■ **Problem**
Reproduce the material below word for word, keeping every line as it stands.

■ **Pointing and labeling entries**
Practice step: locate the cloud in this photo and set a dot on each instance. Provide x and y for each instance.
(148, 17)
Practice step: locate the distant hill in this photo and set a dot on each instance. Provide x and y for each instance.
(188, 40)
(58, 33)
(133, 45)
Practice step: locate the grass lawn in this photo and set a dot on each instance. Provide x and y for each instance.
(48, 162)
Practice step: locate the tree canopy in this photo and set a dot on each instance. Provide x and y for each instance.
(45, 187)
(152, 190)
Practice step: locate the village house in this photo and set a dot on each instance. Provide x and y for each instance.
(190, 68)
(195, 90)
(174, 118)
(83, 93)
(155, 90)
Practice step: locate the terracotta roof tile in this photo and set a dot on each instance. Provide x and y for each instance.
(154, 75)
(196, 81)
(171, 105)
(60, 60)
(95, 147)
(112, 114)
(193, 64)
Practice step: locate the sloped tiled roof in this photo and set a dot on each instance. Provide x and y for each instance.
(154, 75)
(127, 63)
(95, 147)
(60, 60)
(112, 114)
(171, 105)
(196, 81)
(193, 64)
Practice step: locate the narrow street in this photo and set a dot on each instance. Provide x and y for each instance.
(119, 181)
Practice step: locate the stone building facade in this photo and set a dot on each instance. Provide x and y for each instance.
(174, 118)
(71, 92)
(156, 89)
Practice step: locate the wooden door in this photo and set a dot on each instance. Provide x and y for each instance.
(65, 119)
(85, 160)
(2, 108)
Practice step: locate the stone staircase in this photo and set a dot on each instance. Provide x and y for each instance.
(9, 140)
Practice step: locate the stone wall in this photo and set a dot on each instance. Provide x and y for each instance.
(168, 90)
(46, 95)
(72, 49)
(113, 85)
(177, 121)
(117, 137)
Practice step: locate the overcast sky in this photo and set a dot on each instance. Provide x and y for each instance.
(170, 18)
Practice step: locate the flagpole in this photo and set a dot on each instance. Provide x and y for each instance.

■ **Answer to the task**
Practice step: locate the cloud in this photo and set a dot on each instance. Provide x and y for each instance.
(148, 17)
Practice step: locate the distant hill in this photo and set a dot on each instance. Provide x and y for each instance.
(188, 40)
(58, 33)
(133, 45)
Practice step: locate the grass lawn in this photo and set a dot on each instance. Provide x and y for each instance.
(48, 162)
Practice step: locate the tree canopy in this photo and set a dot on each instance. Provide x and y for each instance.
(45, 187)
(152, 190)
Practice step: locate the village house in this photo and set a dot on each instance. Provide x and y for each instance.
(190, 68)
(195, 90)
(174, 118)
(83, 93)
(155, 90)
Practice step: locate the terracotta roof tile in this photo and set a dot on each instance. Provide x and y for each instance.
(154, 75)
(196, 81)
(171, 105)
(60, 60)
(95, 147)
(112, 114)
(193, 64)
Practice step: locate the sloped tiled roof in this photo and set a dot on each instance. Provide x and y for each instance.
(154, 75)
(127, 63)
(95, 147)
(60, 60)
(112, 114)
(171, 105)
(196, 81)
(193, 64)
Practice step: locate the narrow street in this photo and set a dot on each instance. Provide x and y for each instance.
(119, 181)
Practice step: locate the stone building facade in this photo and set a dot on each instance. Provide x and y for each instance.
(174, 118)
(71, 92)
(156, 89)
Practice step: locate the wooden door in this photo and set a dot on each instance. Provide x and y for each instance.
(65, 119)
(85, 160)
(2, 108)
Practice step: locate the stone staircase in this photo and set a dot on each instance. Provide x and y for each instance.
(9, 140)
Practice step: locate the stone wall in this photo and set a dot on each instance. Provide x and y for each instance.
(168, 90)
(46, 95)
(72, 49)
(113, 85)
(177, 121)
(117, 137)
Practice step: locate the overcast sky in this photo and set a dot on each instance. Provide x and y for each instance.
(170, 18)
Practice step: locate the flagpole in this photo and set a dot on each instance. Provide x and y for each instance.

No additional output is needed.